Anweisung A. Gib bitte aus der Auflistung alle Zeilen erneut aus, beginnend mit der Zeile, die "Step one of the annotation pipeline: locate the paved" enthält, und endend nach der Zeile, die "453 229 501 240" enthält. Skaliere dabei jede Koordinate in den Antworten mit dem Faktor 0,95 und runde auf ganze Zahlen, Hälften aufwärts.

Textauszug.
═══

Laut "Capital" 12/98 ist eine von ihm im Juni verfaßte Richtlinie "Das Vermächtnis" des Hans Wilhelm Gäb

Es wäre schade, wenn Hans Wilhelm Gäb uns nicht mehr hinterlassen hätte; sein "Vermächtnis" war bedeutender. Denn das, was er lt. "Capital" als angeblich "brisante Richtlinien" hinterläßt, war eigentlich längst im Aktiengesetz niedergeschrieben. Hatten das bis dahin die Amerikaner nicht gelesen? Oder doch? - "Das Vermächtnis" von Hans Wilhelm Gäb in "Capital" macht jedenfalls deutlich, von welcher Qualität der Opel-Vorstand in den letzten Jahren insgesamt war. Man kann also durchaus in "Das Vermächtnis" etwas Positives sehen. Man könnte die Geschichte mit einer Blume vergleichen, die man in eine übervoll mit Wasser gefüllte Vase stellt. Diese Blume kann dann das Wasser zum Überlaufen bringen, weil sie die Oberflächenspannung durchbricht, aufhebt. - Und das Wasser rinnt. - Eigentlich wäre das auch Opel zu wünschen. Weil das reinigend wirken kann. Aber auch mit dem derzeitigen - ganz aktuellen - Vorstand wird es nicht anders sein wie mit dem vorhergehenden: Man hört auf...

═══

Anweisung B. Schreib den Kommentar über Hans Wilhelm Gäbs „Vermächtnis“ und den Opel-Vorstand weiter.

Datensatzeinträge
═══

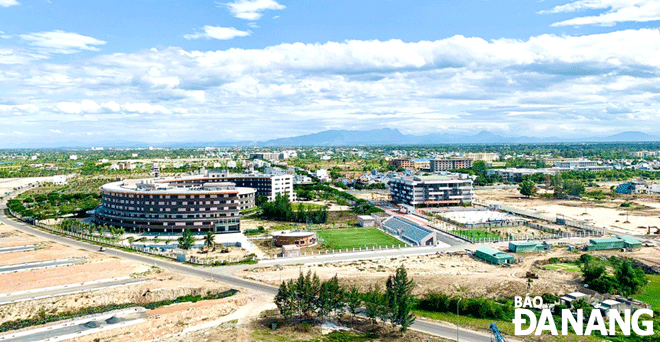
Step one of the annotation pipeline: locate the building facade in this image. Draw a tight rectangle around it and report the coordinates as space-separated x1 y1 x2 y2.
390 158 415 169
94 179 256 233
429 158 473 172
205 172 296 201
389 175 473 206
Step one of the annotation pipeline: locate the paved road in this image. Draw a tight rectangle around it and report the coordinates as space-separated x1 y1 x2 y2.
0 203 490 342
0 259 85 274
0 278 147 305
0 245 37 254
259 243 474 266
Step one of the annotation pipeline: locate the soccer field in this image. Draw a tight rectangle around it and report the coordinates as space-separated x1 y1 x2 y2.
316 228 405 250
453 229 501 240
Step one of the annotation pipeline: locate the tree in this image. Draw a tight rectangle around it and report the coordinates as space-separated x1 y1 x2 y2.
275 281 296 320
177 229 195 250
344 285 362 318
385 266 415 333
520 179 538 197
614 259 647 297
204 230 215 249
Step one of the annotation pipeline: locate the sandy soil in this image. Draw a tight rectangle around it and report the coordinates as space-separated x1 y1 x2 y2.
0 242 90 268
0 210 250 323
236 249 578 297
79 291 274 342
475 189 660 235
236 244 660 298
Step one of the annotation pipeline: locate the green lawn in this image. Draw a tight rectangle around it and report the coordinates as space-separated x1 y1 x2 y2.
291 203 327 211
543 263 582 272
316 228 404 250
454 229 502 240
633 275 660 310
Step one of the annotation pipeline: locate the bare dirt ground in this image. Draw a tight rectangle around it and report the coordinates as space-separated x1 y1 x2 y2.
0 216 240 323
475 188 660 237
236 248 660 298
236 249 578 297
74 291 274 342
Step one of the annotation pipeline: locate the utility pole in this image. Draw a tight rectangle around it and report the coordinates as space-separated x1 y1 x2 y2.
456 298 463 342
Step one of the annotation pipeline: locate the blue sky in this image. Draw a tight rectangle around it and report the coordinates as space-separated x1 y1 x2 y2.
0 0 660 147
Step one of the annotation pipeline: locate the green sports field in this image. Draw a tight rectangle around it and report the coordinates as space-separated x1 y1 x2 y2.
453 229 502 240
316 228 404 250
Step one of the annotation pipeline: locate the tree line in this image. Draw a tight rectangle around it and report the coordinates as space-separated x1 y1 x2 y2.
60 219 126 239
275 266 415 332
261 194 328 223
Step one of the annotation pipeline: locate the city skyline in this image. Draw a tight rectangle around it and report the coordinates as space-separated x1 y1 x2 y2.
0 0 660 148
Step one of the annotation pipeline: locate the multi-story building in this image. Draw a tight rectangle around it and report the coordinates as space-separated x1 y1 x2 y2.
555 159 612 171
205 172 296 201
250 152 280 160
94 178 256 233
389 175 473 206
465 152 500 162
488 167 561 182
430 158 473 172
390 158 415 169
413 158 431 171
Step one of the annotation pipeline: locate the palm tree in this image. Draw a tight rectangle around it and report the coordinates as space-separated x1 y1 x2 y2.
204 231 215 249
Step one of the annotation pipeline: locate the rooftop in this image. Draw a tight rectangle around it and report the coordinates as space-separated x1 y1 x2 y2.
101 178 256 195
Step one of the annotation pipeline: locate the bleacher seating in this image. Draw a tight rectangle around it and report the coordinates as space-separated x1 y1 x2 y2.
383 217 433 246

═══

Antwort A.
Step one of the annotation pipeline: locate the paved road in this image. Draw a tight rectangle around it and report the coordinates as space-separated x1 y1 x2 y2.
0 193 466 325
0 246 81 260
0 264 140 290
0 233 35 241
246 231 450 253
Step one of the annotation pipeline: locate the soccer field in this image. Draw a tight rectangle around it and report the coordinates as space-separated x1 y1 x2 y2.
300 217 385 238
430 218 476 228

Antwort B.
Die Vorstands-Flüsterer aus Detroit

98-11-30/08. Ein Opel-Mitarbeiter stellte nach Lesen der Geschichte in "Capital" ein wenig ratlos fest: "Wir verstehen das alles nicht mehr. Woher hat 'Capital' diese Informationen? Bei uns wird aus Geheimhaltungsgründen immer wieder die Zugangsberechtigung zu eigentlich unwichtigen Festplattenteilen des Servers geändert und dann lesen wir alles - was selbst wir nicht wissen sollen - in 'Capital'. - Es macht keinen Spaß mehr!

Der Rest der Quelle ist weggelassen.